Restate the data below word for word. Skip any images it contains.

Dataset items:
────────────────────────────────────────

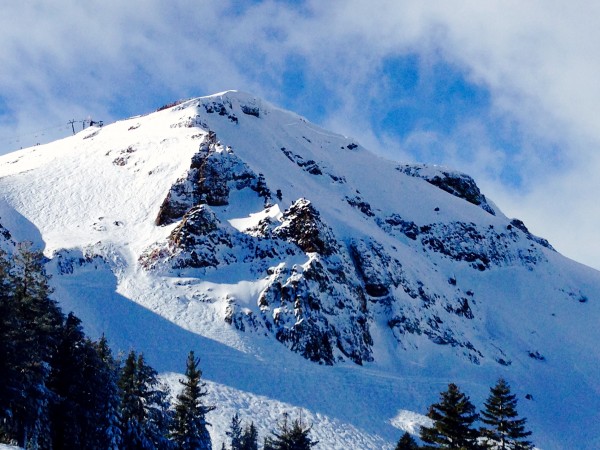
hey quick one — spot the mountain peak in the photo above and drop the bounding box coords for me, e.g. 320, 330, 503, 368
0, 92, 598, 449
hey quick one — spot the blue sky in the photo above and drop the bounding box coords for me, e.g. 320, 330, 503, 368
2, 0, 600, 269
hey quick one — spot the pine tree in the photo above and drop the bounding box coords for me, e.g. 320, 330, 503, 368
171, 350, 215, 450
7, 243, 63, 448
240, 422, 258, 450
420, 383, 480, 450
0, 249, 18, 443
119, 351, 173, 449
480, 379, 533, 450
93, 335, 122, 450
48, 313, 89, 449
0, 243, 121, 449
395, 431, 418, 450
226, 413, 243, 450
265, 413, 318, 450
119, 351, 147, 449
49, 316, 125, 450
263, 436, 276, 450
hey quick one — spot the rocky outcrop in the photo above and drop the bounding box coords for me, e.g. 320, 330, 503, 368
255, 253, 373, 365
167, 205, 236, 269
230, 199, 373, 365
280, 147, 346, 184
398, 164, 496, 215
508, 219, 554, 250
380, 216, 548, 270
145, 196, 375, 365
349, 239, 403, 298
273, 199, 338, 256
142, 204, 293, 273
155, 132, 263, 226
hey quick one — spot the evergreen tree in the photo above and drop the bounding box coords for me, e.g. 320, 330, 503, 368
141, 358, 174, 450
0, 249, 18, 443
5, 243, 63, 448
263, 436, 276, 450
480, 379, 533, 450
49, 315, 124, 450
48, 312, 90, 449
265, 413, 318, 450
93, 335, 122, 450
240, 422, 258, 450
226, 413, 243, 450
119, 351, 173, 449
171, 351, 215, 450
119, 351, 147, 449
0, 242, 122, 449
420, 383, 480, 450
395, 431, 418, 450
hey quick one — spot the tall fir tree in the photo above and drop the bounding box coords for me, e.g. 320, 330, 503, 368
119, 351, 173, 449
48, 312, 90, 449
119, 351, 147, 449
420, 383, 480, 450
0, 249, 17, 443
93, 335, 123, 450
395, 431, 418, 450
226, 413, 243, 450
171, 350, 215, 450
6, 243, 63, 448
49, 314, 124, 450
264, 413, 318, 450
240, 422, 259, 450
480, 379, 533, 450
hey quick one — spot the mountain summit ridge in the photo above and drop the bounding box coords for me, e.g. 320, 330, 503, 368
0, 91, 598, 449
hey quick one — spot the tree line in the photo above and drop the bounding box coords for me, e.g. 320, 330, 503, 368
396, 380, 533, 450
0, 243, 209, 448
0, 243, 318, 450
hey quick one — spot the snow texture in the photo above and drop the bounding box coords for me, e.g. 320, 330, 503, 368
0, 91, 599, 449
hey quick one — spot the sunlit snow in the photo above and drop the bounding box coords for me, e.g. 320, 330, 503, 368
0, 91, 598, 449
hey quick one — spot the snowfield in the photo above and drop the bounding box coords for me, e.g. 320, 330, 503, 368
0, 91, 599, 449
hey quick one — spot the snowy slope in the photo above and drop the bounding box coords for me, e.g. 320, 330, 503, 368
0, 91, 599, 449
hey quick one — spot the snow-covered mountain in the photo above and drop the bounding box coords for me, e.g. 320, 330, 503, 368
1, 91, 599, 449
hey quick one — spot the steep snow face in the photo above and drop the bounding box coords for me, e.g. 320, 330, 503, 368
0, 91, 599, 449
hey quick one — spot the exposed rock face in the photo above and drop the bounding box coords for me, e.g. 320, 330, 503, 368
155, 132, 263, 226
144, 196, 375, 365
509, 218, 554, 249
272, 199, 337, 256
167, 205, 235, 269
142, 141, 559, 367
279, 147, 346, 183
139, 104, 560, 368
398, 164, 496, 215
141, 204, 291, 273
264, 202, 374, 364
255, 255, 373, 365
420, 221, 548, 270
380, 215, 549, 271
349, 239, 402, 298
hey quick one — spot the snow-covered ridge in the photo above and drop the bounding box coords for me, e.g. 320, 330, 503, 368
0, 91, 599, 449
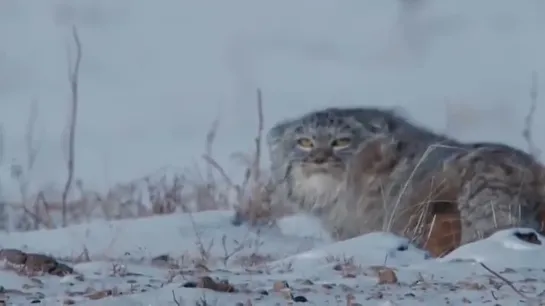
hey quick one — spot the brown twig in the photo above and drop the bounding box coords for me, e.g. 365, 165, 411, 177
62, 26, 82, 227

────────────────────────────────────────

> _EXERCISE ANSWER_:
hey quick one — spot the mountain peak in the photo above and drop the bounding box coords for me, e.g. 320, 330, 503, 368
0, 92, 598, 449
hey quick one — spot the blue sky in the photo above and drop the bounding box coords for me, e.g. 320, 330, 503, 368
2, 0, 600, 269
hey quick one — spot the pine tree in the photo above and drop the bounding box coords for me, e.g. 320, 330, 503, 368
171, 350, 215, 450
7, 243, 63, 448
240, 422, 258, 450
420, 383, 480, 450
0, 249, 18, 443
119, 351, 173, 449
480, 379, 533, 450
93, 335, 122, 450
48, 313, 89, 449
0, 243, 121, 449
395, 431, 418, 450
226, 413, 243, 450
265, 413, 318, 450
119, 351, 147, 449
49, 316, 125, 450
263, 436, 276, 450
hey quick one — spot the rocky outcrop in the photo above and drop the bounding box coords for me, e.g. 320, 330, 503, 368
255, 253, 373, 365
167, 205, 236, 269
230, 199, 373, 365
280, 147, 346, 184
398, 164, 496, 215
508, 219, 554, 250
380, 216, 548, 270
145, 196, 375, 365
349, 239, 403, 298
273, 199, 338, 256
142, 204, 293, 273
155, 132, 263, 226
hey quick one — spot the evergreen tree in the photo above and drop the bounding box coords for me, e.g. 320, 330, 503, 368
141, 358, 174, 450
0, 249, 18, 443
5, 243, 63, 448
263, 436, 276, 450
480, 379, 533, 450
49, 315, 124, 450
48, 312, 90, 449
265, 413, 318, 450
93, 335, 122, 450
240, 422, 258, 450
226, 413, 243, 450
119, 351, 173, 449
171, 351, 215, 450
119, 351, 147, 449
0, 242, 122, 449
420, 383, 480, 450
395, 431, 418, 450
hey quick one — spot the tall fir tree in the photo above and drop the bounding box coords for me, e.g. 320, 330, 503, 368
119, 351, 173, 449
48, 312, 90, 449
119, 351, 147, 449
420, 383, 480, 450
0, 249, 17, 443
93, 335, 123, 450
395, 431, 418, 450
226, 413, 243, 450
171, 350, 215, 450
6, 243, 63, 448
49, 314, 124, 450
264, 413, 318, 450
240, 422, 259, 450
480, 379, 533, 450
hey quick one — spot the mountain summit ridge in the photo above and drop the bounding box coords for me, e.g. 320, 330, 503, 368
0, 91, 598, 449
hey quick one — spot the tree line in the photo above and drop the bounding box coords for me, e.g. 320, 330, 503, 368
396, 380, 533, 450
0, 243, 209, 448
0, 243, 318, 450
hey quick one — spot the snow texture in the photo above and drop the bounding box coords for me, e.g. 320, 330, 503, 368
0, 91, 599, 449
hey quick one — spot the sunlit snow in the photo above and drop the bounding box coords for me, e.g. 320, 330, 503, 368
0, 91, 598, 449
hey quick one — spot the snowfield in the photo above and drop the bounding box coords for me, e.g. 320, 330, 503, 368
0, 91, 599, 449
hey quick one — spot the snowy slope in the photo above and drop the bounding box coords for me, e.g. 320, 330, 503, 368
0, 91, 599, 449
hey quick one — spot the snow-covered mountain in the photo above and drop the bounding box coords for me, e.g. 320, 330, 503, 368
1, 91, 599, 449
hey quick one — spot the steep snow face in the photo above and drop the bounding box coords for me, e.g. 320, 330, 503, 368
0, 91, 599, 449
hey quick one — spot the exposed rock face in the photo above and drop the bounding box coords for me, e.g. 320, 330, 503, 368
155, 132, 263, 226
144, 196, 375, 365
509, 218, 554, 249
272, 199, 337, 256
167, 205, 235, 269
142, 141, 559, 367
279, 147, 346, 183
139, 104, 560, 368
398, 164, 496, 215
141, 204, 291, 273
264, 202, 374, 364
255, 255, 373, 365
420, 221, 548, 270
380, 215, 549, 271
349, 239, 402, 298
hey quick one — spot the snow-covered ridge in the photo above and drop the bounding box coords for me, e.g. 320, 330, 503, 368
0, 91, 599, 449
hey quick one — spot the brown twig in the photo above and drop the bounding box coords for me, e.g. 365, 165, 411, 177
62, 26, 82, 227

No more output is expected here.